** MATERIAL PROVIDED follows **

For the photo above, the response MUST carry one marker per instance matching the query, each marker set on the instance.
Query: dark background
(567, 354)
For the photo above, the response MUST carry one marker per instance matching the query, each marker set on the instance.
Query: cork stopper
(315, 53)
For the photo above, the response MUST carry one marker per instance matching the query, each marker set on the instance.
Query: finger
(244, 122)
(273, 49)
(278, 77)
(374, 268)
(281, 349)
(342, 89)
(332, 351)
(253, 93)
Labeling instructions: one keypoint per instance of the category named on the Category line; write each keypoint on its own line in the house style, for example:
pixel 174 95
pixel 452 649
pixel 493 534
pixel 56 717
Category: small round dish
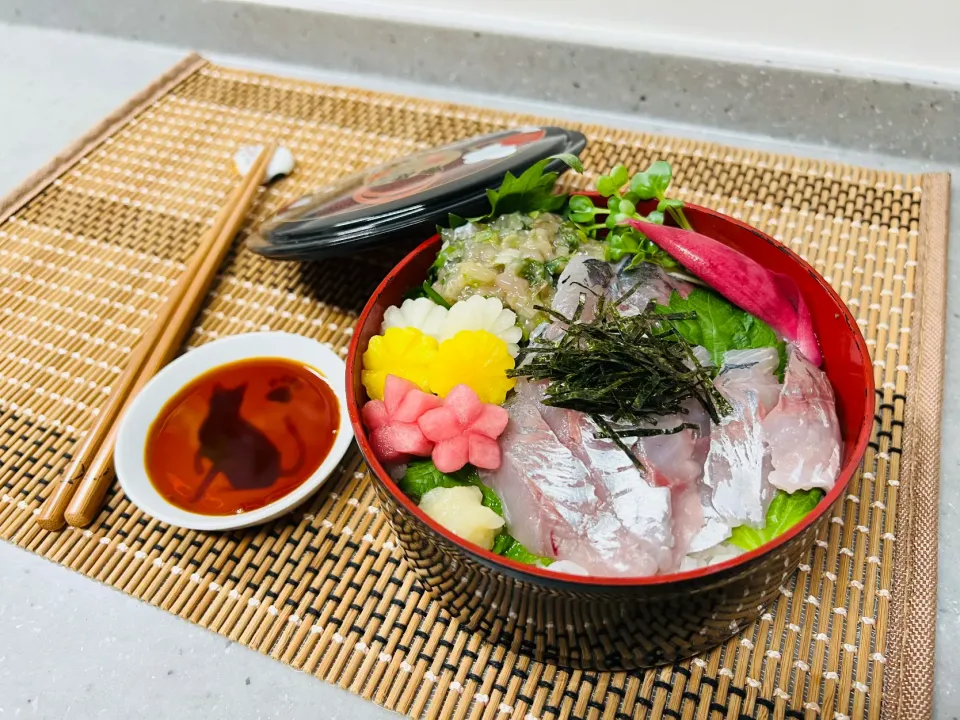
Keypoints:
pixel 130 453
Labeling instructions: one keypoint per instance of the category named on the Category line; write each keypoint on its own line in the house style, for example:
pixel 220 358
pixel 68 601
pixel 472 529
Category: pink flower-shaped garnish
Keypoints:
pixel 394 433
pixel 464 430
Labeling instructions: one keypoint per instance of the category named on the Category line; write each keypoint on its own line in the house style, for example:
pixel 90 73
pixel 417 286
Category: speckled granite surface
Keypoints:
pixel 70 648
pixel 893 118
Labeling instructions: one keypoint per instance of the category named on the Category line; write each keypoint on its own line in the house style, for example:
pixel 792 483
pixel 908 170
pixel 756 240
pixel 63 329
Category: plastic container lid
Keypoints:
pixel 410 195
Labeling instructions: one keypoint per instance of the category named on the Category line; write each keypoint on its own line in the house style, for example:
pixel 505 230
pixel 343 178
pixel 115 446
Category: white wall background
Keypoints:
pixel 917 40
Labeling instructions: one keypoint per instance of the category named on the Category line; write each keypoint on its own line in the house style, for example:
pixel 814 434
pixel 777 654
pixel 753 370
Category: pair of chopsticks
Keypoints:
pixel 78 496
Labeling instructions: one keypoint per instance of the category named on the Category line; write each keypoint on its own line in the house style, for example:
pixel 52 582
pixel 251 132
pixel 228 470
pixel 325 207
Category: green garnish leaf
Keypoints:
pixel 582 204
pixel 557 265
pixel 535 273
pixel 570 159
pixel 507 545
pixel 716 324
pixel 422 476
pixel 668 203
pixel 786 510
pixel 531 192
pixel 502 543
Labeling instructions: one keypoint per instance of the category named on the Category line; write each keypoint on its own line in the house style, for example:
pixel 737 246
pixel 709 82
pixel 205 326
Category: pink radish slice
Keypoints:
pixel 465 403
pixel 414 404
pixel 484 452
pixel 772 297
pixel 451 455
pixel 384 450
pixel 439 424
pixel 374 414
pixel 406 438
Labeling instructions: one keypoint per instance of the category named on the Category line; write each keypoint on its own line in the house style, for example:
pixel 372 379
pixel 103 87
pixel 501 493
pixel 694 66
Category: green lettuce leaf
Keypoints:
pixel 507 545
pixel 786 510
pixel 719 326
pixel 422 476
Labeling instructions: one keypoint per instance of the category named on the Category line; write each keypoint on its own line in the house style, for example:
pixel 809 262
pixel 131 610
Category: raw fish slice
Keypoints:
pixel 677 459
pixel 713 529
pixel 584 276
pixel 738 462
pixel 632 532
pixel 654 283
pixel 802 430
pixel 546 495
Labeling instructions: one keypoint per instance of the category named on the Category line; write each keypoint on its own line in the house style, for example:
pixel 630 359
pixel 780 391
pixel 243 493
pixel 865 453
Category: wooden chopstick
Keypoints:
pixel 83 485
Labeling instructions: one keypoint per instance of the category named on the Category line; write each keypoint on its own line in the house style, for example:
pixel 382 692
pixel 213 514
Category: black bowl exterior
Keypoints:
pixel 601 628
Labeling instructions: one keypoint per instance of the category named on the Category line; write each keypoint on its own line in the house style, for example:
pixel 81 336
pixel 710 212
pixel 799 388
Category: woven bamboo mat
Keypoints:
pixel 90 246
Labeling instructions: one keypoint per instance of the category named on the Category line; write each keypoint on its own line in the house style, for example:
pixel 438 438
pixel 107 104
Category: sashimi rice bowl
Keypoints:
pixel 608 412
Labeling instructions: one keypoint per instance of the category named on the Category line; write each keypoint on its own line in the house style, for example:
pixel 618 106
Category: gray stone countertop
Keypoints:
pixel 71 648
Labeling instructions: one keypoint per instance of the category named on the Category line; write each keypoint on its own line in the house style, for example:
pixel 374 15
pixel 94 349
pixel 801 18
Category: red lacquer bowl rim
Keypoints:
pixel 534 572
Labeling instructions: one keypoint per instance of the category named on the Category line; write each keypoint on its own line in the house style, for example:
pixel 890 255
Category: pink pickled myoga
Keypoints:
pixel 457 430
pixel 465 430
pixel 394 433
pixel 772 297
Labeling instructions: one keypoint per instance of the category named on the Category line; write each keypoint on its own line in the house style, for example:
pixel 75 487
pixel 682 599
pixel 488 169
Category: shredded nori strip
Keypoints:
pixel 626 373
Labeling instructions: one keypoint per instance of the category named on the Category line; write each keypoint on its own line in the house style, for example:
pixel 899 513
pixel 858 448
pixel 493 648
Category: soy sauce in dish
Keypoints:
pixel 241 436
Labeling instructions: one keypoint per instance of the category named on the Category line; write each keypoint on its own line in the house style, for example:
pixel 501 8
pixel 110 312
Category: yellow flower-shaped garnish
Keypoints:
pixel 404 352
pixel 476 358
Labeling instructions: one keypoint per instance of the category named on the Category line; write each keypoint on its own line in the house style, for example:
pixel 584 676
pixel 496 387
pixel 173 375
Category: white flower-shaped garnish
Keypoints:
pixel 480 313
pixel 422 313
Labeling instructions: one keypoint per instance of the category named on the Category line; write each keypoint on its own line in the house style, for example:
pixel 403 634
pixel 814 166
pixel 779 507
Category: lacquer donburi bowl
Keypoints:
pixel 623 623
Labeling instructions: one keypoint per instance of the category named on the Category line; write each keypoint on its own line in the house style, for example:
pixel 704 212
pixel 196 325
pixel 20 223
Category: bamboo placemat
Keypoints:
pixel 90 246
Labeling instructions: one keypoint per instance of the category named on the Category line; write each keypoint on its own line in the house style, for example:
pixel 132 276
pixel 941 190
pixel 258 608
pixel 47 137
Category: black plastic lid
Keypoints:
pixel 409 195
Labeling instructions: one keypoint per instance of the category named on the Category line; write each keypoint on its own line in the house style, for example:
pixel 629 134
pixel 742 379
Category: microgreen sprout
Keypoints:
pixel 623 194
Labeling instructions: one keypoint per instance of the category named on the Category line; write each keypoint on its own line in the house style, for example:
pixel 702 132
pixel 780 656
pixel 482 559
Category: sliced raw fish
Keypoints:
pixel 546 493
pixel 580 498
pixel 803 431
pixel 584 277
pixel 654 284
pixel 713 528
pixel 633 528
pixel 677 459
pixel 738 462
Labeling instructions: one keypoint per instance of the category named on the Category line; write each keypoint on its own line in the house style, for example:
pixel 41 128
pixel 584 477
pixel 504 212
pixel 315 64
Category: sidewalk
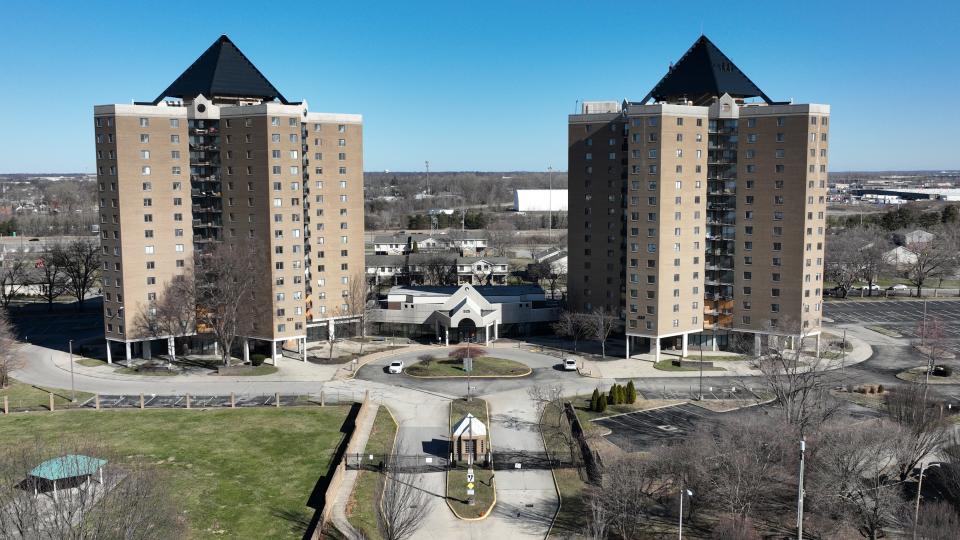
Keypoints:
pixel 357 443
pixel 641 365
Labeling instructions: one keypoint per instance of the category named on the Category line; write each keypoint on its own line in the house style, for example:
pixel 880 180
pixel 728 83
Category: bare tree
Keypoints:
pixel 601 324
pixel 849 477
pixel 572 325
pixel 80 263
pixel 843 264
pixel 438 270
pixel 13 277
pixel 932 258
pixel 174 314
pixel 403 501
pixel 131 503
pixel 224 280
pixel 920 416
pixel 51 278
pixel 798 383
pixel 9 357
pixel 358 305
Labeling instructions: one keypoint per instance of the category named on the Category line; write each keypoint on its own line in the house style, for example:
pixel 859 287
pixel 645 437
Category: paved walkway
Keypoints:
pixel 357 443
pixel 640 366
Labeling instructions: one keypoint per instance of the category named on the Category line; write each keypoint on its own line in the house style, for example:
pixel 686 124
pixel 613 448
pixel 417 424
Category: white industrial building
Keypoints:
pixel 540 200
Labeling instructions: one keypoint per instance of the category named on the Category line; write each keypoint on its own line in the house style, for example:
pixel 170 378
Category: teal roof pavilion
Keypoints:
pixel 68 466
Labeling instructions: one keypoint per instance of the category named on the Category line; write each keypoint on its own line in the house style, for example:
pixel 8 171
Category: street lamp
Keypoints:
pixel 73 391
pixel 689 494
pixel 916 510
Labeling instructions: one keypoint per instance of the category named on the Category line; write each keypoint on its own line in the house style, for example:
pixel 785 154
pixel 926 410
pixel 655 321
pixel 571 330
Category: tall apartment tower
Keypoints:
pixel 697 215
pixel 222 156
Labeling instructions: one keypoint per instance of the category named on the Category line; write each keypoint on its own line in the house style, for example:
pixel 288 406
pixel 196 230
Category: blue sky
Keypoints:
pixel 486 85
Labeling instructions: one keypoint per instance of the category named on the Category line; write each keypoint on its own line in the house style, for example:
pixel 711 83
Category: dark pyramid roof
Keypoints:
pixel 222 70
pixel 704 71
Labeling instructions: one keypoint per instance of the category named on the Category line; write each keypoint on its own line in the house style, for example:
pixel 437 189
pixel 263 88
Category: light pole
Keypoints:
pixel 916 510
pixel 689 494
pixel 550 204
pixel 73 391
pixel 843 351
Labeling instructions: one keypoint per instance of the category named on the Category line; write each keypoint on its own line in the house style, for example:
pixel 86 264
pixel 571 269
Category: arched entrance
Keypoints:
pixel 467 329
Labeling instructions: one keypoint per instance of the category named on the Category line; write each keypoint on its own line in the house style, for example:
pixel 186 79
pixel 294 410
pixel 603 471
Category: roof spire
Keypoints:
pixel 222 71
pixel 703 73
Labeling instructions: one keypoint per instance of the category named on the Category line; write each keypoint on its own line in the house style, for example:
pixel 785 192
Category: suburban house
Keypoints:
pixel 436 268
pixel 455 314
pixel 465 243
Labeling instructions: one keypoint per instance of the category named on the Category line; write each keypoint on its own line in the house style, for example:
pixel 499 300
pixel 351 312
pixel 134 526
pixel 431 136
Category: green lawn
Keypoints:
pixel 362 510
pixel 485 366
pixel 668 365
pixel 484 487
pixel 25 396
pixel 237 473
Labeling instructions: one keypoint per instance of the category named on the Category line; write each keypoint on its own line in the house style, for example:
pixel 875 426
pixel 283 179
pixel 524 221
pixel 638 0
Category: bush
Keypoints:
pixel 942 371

** End of MATERIAL PROVIDED **

» **WHAT THE TASK ASKS**:
Looking above, find the stretch of lines that opens with the one holding "pixel 814 166" and closes with the one holding "Category: bare tree". Copy it exactly, pictures excluded.

» **ANSWER TO THE PROBLEM**:
pixel 814 166
pixel 779 507
Category: lacquer donburi bowl
Keypoints:
pixel 623 623
Labeling instructions: one keypoint per instance of the category named on the Category line; write each keypoint on its own line in the house style, for example:
pixel 704 212
pixel 196 325
pixel 20 223
Category: bamboo placemat
Keypoints:
pixel 90 246
Labeling instructions: one keypoint per instance of the category named on the Category line; write each keypoint on its own line in the house style, for example:
pixel 132 276
pixel 941 190
pixel 258 608
pixel 47 137
Category: black plastic lid
Keypoints:
pixel 409 195
Labeling instructions: one keypoint per instance of the category named on the Category line; write each keypoint on its own line in the house style, for example:
pixel 629 134
pixel 742 379
Category: microgreen sprout
Keypoints:
pixel 623 194
Labeling instructions: one keypoint per instance of the category named on the Category line; write each keypoint on its own line in the house style, for example:
pixel 702 132
pixel 780 656
pixel 482 559
Category: sliced raw fish
Keypoints:
pixel 546 493
pixel 580 498
pixel 803 431
pixel 584 277
pixel 654 284
pixel 713 528
pixel 633 528
pixel 677 459
pixel 738 462
Labeling instructions: one keypoint per instance of the category named on the Category line; write each keypoint on its own line in the house style, for example:
pixel 41 128
pixel 584 477
pixel 504 212
pixel 315 64
Category: sidewalk
Keypoints:
pixel 357 443
pixel 641 365
Labeling instructions: one keypoint per instance of the category named on the Category line; write each keypoint on its own line in the house style, for example:
pixel 880 180
pixel 728 83
Category: bare tree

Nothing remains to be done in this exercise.